**What the exercise asks**
Lines that include the string "seed" are the ones to copy from the entries below.

**Records for processing**

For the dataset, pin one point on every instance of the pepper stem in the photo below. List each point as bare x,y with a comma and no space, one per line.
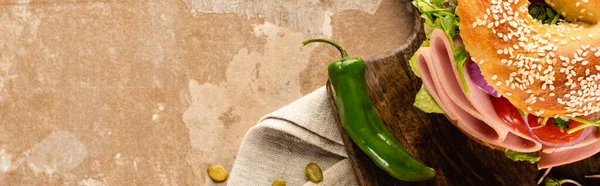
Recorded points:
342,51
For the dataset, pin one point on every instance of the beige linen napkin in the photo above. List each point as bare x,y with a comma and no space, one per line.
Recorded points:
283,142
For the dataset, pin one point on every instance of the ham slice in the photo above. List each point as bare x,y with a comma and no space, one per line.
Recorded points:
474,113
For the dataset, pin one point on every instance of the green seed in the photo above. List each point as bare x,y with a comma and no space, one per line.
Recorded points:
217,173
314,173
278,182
* * *
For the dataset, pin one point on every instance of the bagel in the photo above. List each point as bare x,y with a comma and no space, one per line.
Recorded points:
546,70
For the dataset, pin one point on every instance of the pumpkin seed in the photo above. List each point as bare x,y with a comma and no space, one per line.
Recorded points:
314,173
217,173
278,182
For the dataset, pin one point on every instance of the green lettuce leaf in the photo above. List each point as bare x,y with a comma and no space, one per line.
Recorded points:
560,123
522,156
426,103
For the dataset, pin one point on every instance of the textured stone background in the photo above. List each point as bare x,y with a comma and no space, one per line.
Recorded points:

**Answer area**
For the dataset, pin one point on every instance of the green seed in the photo above. List each point as bare x,y with a comma and no space, one per line.
For the dataset, pin one point on every instance of the pumpkin seed in the photo above. List each point as bare x,y with a comma and no space, one per line.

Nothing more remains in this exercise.